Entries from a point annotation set

───

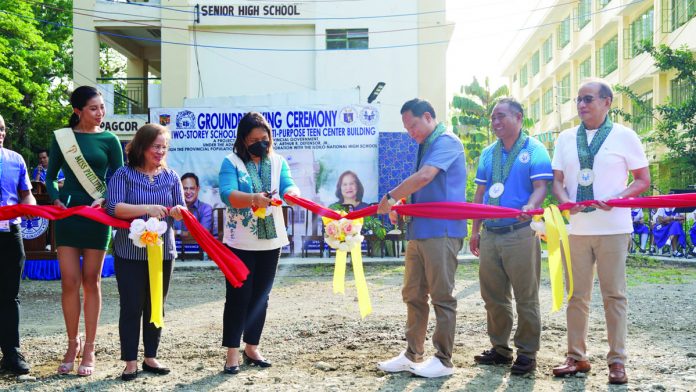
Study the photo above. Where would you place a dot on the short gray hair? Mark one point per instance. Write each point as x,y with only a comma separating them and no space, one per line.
605,90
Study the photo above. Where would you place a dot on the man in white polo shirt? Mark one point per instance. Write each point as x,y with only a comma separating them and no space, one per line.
592,162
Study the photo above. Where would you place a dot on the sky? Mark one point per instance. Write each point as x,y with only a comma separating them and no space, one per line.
486,34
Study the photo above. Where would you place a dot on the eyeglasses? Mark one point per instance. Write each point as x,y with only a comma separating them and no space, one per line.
587,99
159,147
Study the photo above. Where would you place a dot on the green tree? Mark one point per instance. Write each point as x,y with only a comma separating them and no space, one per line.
33,73
675,120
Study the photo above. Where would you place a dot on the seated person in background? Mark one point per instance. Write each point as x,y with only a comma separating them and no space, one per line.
640,229
669,227
349,191
39,173
692,234
202,211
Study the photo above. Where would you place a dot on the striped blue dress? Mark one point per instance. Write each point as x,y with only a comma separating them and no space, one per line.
130,186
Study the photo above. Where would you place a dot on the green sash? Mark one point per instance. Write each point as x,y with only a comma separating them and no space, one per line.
502,171
586,156
262,183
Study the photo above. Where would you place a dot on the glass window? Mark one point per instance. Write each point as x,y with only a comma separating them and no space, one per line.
564,89
680,91
641,30
584,13
607,57
535,110
548,50
547,100
642,114
523,76
585,69
535,63
563,33
337,39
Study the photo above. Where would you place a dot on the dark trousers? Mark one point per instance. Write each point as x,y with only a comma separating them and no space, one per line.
245,307
11,264
133,282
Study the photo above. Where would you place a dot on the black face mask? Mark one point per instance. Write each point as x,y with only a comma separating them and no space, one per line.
259,149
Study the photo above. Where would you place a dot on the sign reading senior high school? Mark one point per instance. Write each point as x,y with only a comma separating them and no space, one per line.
319,143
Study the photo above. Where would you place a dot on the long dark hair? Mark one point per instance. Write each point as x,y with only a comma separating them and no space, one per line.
248,123
361,189
143,139
78,100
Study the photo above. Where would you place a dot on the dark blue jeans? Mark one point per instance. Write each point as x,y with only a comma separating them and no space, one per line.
11,265
245,307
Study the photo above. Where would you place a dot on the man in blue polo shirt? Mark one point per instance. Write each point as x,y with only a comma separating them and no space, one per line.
15,188
512,172
431,256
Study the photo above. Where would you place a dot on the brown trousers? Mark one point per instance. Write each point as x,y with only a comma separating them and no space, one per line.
608,253
430,267
511,261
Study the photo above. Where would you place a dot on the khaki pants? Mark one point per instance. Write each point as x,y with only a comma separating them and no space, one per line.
430,268
608,253
511,261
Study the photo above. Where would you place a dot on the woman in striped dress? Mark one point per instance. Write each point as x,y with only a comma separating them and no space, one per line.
142,189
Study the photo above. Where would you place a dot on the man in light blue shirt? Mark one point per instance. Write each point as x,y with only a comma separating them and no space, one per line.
15,188
512,172
431,256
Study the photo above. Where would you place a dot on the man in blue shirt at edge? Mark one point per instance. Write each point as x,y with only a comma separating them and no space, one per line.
15,188
509,252
431,256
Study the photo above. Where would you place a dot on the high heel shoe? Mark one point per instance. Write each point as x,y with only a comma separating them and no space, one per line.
255,362
86,368
66,367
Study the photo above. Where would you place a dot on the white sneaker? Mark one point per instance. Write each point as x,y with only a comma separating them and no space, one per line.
397,364
431,368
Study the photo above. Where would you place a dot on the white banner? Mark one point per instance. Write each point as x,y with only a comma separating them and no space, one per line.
319,143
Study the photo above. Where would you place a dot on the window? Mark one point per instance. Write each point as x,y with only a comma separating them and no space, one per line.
548,50
642,114
602,3
563,33
680,91
547,100
564,89
640,30
535,111
682,11
337,39
676,13
535,63
607,60
585,69
584,14
523,76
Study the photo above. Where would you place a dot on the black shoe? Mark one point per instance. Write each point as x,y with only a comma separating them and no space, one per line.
255,362
129,376
15,363
491,357
151,369
523,365
230,370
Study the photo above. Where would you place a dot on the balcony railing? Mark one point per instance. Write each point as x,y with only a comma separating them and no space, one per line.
130,94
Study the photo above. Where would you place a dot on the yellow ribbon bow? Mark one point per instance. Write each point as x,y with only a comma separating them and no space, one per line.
339,278
558,247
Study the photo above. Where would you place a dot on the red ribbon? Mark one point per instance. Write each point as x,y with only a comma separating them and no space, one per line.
463,210
231,266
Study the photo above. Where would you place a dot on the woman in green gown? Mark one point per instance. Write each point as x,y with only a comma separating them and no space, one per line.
77,236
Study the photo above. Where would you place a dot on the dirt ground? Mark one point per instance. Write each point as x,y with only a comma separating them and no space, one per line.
317,340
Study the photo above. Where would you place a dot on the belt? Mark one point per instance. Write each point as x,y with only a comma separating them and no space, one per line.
506,229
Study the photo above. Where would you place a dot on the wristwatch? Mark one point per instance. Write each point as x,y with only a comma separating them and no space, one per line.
390,199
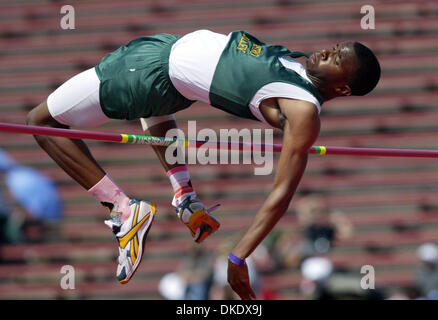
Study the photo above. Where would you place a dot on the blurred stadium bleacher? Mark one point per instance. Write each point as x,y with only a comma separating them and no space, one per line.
391,202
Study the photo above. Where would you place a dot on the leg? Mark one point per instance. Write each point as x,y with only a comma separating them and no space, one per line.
190,210
76,103
72,155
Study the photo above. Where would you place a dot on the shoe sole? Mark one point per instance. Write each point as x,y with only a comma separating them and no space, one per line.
142,238
207,225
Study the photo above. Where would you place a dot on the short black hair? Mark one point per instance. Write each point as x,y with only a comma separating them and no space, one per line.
367,75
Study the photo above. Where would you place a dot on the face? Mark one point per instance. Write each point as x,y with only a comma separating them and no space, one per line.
334,66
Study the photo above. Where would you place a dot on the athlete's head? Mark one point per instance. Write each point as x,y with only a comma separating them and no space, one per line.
349,68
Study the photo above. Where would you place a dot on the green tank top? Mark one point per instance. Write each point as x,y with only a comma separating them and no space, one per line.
134,80
245,66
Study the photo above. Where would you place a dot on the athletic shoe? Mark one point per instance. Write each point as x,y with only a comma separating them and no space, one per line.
131,236
194,215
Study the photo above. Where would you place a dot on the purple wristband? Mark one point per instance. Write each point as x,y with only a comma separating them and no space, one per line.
236,260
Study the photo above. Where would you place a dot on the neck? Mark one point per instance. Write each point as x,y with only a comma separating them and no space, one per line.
318,83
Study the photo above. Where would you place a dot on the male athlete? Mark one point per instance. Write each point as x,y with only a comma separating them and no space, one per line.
152,78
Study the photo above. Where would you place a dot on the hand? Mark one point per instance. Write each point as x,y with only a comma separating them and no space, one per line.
238,279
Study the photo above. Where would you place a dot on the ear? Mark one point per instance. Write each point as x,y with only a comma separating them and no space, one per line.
344,90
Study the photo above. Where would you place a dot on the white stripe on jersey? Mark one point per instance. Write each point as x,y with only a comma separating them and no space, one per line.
193,60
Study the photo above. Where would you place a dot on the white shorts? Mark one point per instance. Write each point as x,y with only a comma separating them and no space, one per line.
76,102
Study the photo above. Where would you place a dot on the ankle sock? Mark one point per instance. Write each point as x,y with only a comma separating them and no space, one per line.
112,197
182,187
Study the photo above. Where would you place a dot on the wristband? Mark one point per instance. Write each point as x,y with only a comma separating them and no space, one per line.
236,260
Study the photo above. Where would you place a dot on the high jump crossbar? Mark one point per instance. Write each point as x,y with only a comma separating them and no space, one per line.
164,141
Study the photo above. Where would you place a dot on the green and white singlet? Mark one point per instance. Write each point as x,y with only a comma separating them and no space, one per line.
166,73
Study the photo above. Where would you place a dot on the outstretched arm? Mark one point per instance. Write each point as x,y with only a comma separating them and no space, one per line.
301,129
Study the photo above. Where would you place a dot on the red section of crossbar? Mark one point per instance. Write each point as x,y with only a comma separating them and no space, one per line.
66,133
379,152
112,137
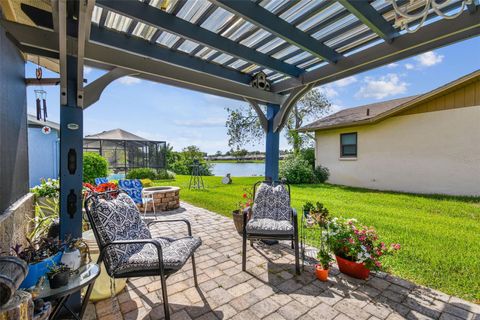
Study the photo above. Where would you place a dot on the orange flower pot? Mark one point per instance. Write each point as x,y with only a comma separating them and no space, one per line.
353,269
322,274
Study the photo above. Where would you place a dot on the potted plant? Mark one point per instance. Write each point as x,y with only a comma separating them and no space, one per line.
357,248
323,266
237,214
40,255
58,275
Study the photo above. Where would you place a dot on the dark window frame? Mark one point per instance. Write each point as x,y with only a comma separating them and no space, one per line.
348,155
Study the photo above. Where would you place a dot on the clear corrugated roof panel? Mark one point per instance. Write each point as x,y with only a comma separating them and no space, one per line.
144,31
217,20
255,38
271,45
193,9
300,8
167,39
117,21
335,26
273,5
298,57
96,14
221,59
188,46
284,52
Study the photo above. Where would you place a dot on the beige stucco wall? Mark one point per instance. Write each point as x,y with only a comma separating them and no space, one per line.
432,152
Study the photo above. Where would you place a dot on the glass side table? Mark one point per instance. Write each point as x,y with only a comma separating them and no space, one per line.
85,276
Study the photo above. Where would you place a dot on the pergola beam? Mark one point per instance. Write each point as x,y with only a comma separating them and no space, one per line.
149,68
160,19
370,17
429,37
267,20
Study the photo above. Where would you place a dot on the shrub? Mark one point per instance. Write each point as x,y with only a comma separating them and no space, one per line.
164,174
146,183
321,174
94,166
141,173
296,170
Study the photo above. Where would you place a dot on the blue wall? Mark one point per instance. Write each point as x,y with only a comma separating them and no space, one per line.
42,155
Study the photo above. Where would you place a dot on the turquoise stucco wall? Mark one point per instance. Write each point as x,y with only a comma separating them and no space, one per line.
43,155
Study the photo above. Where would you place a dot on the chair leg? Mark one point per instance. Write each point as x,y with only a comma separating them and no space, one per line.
244,253
165,297
194,268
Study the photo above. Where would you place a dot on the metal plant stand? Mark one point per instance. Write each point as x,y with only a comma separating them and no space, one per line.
196,180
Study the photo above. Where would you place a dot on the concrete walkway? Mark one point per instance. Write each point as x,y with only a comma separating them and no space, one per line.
269,289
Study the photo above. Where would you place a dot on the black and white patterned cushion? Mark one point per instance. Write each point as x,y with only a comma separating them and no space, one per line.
269,226
271,212
119,219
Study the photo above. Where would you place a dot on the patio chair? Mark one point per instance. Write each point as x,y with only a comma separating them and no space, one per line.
99,181
134,188
270,218
127,247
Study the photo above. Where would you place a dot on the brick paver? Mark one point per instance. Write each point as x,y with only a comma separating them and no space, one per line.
269,289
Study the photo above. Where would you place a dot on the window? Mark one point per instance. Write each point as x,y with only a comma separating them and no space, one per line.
348,145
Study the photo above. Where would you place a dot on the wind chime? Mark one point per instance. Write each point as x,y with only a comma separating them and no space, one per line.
40,97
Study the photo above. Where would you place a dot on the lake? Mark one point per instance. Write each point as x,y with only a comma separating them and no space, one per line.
238,169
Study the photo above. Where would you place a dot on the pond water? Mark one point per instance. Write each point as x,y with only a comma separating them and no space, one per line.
238,169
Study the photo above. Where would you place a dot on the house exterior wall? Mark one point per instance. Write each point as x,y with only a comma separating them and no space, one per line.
13,125
43,155
426,152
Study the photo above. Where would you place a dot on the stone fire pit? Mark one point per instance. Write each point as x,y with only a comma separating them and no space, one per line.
165,198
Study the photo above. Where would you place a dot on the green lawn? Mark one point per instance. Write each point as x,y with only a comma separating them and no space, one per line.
440,235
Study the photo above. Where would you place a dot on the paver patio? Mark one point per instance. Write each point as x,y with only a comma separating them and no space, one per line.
269,289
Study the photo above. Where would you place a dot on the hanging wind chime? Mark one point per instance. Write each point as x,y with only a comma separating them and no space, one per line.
40,97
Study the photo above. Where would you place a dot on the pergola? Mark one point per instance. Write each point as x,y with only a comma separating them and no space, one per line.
216,47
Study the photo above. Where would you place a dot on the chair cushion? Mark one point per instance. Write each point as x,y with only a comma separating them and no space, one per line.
175,253
269,226
272,202
119,219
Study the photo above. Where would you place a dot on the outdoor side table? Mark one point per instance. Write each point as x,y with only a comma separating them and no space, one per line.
86,276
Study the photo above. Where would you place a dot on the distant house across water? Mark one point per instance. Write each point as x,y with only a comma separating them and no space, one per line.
423,144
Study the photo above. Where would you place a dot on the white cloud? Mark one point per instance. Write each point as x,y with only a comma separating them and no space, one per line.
345,81
429,59
129,80
208,122
382,87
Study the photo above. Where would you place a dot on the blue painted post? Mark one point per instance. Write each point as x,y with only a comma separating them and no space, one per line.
272,147
71,158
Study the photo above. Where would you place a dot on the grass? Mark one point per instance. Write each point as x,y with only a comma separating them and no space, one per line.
440,235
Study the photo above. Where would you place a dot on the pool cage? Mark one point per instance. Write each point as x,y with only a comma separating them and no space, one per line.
126,152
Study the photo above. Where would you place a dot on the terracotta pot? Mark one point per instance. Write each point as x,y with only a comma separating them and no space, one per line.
353,269
322,274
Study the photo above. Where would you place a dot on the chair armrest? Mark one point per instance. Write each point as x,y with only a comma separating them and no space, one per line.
155,242
173,220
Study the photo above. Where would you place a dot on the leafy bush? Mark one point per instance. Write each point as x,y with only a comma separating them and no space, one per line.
164,174
296,170
321,174
94,166
146,183
141,173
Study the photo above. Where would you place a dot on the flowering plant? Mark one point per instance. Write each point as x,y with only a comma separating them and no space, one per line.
356,243
49,188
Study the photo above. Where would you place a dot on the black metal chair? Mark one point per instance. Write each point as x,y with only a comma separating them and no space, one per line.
126,244
270,218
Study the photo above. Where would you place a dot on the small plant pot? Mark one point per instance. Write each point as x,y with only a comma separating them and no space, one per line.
353,269
320,273
58,280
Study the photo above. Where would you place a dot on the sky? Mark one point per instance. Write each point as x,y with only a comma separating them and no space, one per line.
183,117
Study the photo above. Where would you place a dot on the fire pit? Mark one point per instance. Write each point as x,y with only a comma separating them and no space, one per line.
165,198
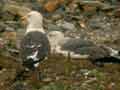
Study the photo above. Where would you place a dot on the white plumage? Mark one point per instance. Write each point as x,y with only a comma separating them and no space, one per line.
35,44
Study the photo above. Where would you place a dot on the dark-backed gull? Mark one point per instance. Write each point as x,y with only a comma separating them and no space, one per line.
34,46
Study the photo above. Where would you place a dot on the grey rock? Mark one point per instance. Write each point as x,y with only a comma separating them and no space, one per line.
66,25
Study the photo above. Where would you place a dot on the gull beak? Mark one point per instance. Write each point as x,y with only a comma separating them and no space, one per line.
24,20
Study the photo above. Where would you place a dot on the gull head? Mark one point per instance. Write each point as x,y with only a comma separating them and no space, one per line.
33,19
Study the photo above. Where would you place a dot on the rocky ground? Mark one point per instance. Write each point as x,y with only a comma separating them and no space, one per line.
93,20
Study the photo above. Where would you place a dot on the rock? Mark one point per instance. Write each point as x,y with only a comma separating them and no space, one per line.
47,79
66,25
16,9
21,86
52,5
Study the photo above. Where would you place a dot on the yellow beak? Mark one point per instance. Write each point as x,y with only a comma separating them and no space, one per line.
24,19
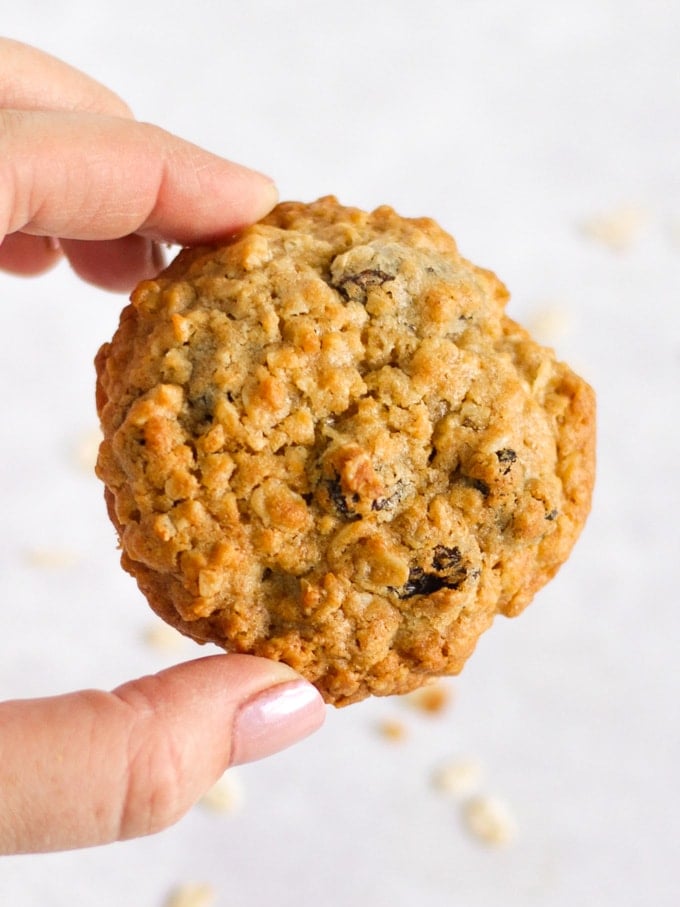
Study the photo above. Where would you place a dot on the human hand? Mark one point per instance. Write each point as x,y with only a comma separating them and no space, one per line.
80,178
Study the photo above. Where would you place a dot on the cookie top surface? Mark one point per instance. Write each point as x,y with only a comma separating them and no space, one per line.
325,443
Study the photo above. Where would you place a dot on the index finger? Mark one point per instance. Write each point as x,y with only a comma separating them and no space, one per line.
82,176
31,79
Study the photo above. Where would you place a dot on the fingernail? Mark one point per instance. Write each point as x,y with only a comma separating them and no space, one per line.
157,257
274,719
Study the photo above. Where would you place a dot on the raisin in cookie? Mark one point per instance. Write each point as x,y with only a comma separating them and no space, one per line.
325,443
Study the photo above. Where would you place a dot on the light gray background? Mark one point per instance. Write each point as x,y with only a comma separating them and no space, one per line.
512,123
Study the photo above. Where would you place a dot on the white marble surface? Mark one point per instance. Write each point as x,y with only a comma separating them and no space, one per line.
514,124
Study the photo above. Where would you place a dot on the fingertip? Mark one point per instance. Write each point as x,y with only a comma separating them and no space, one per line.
275,719
28,256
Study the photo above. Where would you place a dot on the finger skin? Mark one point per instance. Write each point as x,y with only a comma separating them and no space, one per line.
80,176
28,255
93,767
31,79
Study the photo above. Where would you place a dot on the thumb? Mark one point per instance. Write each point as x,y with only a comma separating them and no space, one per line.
94,767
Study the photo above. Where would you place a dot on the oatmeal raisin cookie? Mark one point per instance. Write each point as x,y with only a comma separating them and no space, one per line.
325,443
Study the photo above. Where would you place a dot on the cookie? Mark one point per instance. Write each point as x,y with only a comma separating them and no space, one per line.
325,443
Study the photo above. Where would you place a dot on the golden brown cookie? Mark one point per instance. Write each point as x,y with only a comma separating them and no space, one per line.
325,443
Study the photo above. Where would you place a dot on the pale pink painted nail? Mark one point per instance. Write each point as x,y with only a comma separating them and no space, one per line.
274,719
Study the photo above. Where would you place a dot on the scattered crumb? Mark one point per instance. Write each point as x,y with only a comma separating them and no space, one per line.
163,637
675,233
433,698
460,777
618,229
489,820
191,895
86,450
52,558
549,324
393,730
225,796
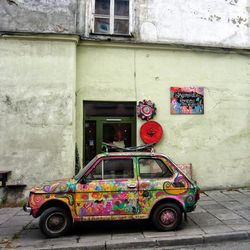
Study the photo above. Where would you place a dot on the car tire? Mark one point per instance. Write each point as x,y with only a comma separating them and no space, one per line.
167,217
55,222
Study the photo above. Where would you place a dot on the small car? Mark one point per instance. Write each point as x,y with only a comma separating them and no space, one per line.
116,186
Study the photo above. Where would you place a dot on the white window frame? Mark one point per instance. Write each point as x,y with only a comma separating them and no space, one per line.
111,17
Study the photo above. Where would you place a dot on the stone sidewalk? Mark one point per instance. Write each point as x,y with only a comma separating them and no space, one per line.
220,215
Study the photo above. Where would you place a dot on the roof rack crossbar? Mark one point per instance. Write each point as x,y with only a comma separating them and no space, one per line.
110,147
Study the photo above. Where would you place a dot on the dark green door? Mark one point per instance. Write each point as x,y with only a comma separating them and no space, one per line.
110,122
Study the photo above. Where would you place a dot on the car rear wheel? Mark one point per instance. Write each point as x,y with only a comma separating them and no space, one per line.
54,222
167,217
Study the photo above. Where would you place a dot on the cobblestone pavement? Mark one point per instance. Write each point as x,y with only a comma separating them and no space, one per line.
220,215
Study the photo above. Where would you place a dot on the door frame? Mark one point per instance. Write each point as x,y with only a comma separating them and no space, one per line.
100,120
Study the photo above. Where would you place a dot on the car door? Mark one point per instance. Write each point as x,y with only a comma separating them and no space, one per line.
111,188
154,174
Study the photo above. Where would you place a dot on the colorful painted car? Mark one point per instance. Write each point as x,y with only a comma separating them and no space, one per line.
116,186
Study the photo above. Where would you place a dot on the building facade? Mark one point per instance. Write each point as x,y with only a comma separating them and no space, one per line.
72,73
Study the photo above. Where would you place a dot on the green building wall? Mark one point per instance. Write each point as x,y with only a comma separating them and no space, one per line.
216,143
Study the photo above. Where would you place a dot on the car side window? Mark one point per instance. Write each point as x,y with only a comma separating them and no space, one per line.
153,168
112,169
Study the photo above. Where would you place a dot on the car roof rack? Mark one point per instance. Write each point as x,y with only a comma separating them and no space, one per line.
108,147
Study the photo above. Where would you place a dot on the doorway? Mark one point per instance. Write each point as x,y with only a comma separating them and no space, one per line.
110,122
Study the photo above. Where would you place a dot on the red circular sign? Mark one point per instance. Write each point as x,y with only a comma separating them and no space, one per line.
151,132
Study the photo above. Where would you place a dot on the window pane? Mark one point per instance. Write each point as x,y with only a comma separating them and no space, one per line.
113,109
102,25
118,168
96,173
121,26
102,7
122,7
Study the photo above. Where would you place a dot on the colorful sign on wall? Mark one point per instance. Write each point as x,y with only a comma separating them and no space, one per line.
189,100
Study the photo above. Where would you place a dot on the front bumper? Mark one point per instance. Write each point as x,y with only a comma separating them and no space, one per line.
27,208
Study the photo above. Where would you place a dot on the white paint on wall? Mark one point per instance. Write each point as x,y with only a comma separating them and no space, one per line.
203,22
37,93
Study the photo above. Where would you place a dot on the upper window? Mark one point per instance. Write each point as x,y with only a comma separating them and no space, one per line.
153,168
111,17
112,169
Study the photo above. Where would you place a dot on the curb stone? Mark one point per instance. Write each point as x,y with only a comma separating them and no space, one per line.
156,242
181,240
226,237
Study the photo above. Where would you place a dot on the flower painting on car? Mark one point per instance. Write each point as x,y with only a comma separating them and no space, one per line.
187,100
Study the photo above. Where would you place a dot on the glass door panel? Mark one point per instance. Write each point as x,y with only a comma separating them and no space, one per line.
90,140
119,134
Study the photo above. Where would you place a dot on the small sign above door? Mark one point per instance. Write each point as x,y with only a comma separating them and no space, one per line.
187,100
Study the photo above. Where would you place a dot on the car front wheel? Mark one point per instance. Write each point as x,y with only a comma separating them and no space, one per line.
54,222
167,217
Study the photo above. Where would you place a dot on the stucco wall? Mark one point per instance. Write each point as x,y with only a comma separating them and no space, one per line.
216,143
37,96
204,22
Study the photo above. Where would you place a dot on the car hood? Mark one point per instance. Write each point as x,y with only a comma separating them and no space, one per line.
57,186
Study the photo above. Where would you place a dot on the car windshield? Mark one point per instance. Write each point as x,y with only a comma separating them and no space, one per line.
84,169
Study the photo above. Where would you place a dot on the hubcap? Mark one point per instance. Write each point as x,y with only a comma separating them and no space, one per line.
56,222
168,217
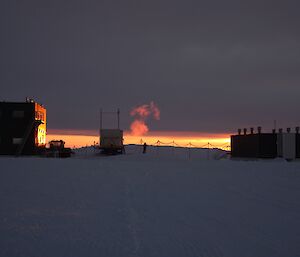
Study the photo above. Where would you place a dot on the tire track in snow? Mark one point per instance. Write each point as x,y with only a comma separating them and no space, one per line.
132,220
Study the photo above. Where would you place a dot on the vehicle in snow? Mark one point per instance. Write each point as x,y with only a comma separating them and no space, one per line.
57,149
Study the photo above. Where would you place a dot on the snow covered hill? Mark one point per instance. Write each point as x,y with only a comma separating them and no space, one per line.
156,204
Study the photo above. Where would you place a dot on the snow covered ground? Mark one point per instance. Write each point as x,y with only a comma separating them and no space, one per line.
165,203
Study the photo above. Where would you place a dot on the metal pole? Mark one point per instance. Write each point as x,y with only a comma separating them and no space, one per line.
118,118
100,120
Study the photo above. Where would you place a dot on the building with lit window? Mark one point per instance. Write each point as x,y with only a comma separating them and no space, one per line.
22,128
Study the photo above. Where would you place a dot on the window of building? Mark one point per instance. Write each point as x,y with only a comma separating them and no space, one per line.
18,114
17,140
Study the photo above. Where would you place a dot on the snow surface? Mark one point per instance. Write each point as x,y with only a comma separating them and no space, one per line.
163,203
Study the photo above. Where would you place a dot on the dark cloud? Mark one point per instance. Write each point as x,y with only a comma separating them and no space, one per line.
209,65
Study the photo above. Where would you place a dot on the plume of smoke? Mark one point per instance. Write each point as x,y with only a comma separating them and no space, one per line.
141,113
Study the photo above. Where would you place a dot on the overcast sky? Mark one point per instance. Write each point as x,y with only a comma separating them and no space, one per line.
210,66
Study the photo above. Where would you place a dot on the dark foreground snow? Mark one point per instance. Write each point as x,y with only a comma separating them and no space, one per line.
144,205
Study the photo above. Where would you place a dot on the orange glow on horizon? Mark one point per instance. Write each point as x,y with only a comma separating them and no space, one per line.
83,138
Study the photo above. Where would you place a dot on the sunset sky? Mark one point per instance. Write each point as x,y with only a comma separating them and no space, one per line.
209,66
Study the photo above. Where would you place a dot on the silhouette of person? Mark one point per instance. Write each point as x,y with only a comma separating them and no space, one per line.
144,148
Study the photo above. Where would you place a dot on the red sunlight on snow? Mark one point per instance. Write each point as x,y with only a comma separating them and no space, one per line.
75,139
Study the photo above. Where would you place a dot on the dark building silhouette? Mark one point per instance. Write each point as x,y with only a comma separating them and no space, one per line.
254,145
22,128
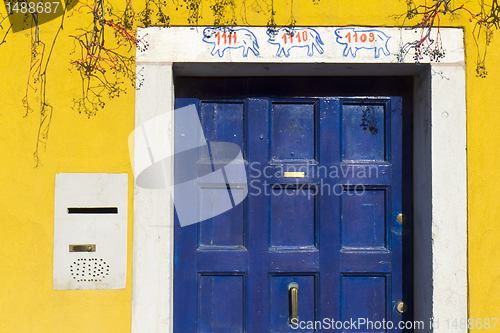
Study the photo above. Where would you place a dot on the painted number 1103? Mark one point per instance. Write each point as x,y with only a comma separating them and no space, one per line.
362,37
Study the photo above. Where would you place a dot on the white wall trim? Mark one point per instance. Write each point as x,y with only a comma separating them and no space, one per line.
439,154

───

• [What this task involves]
Pictures excluded, copy exactly the lines running from the one with "the dark foreground" through the last line of the material.

• [Full output]
Study the photo above. Where would you place a dot on the dark foreground snow? Mark one point per instance. Write each point as x,y with only a comma separating them and no space, one per line.
144,205
Study the photo above. Where would you place a dot on the orange glow on horizon? Mark one point per instance. Write each point as x,y with only a comma separating them and no space, one per line.
83,138
Study the photo above. Where would you place a dot on the sunset sky? Mark one point per instance. Write each point as x,y with only a comma separating them and no space, one per line.
209,66
Study the photo above. Where would you place a dot on the silhouette of person? Mark one point per instance. Write each point as x,y with only a comma separating them and no space, one per line.
144,148
Study the photo above. Where would you place a dot on the red sunlight on snow? Mark one point per instance. Write each point as x,y with only a comma separating them and no space, one per line.
75,139
Study the photo above. Where would you place a dot on the dark building silhouette? Mark one point per instance. Write each point as x,y with only a comma separating them and no space, one per line.
254,145
22,128
Study the photo above. Where would you place a dot on the painted number 1103? Mark one point per instance. Write each point as x,y with only a comma separating them and no space, one per line.
362,37
Study the photo above. Where would you place a dot on the white wall trim? Mark one point per instance. Write each point as x,y with only a comma separating them and no space, one per line.
439,154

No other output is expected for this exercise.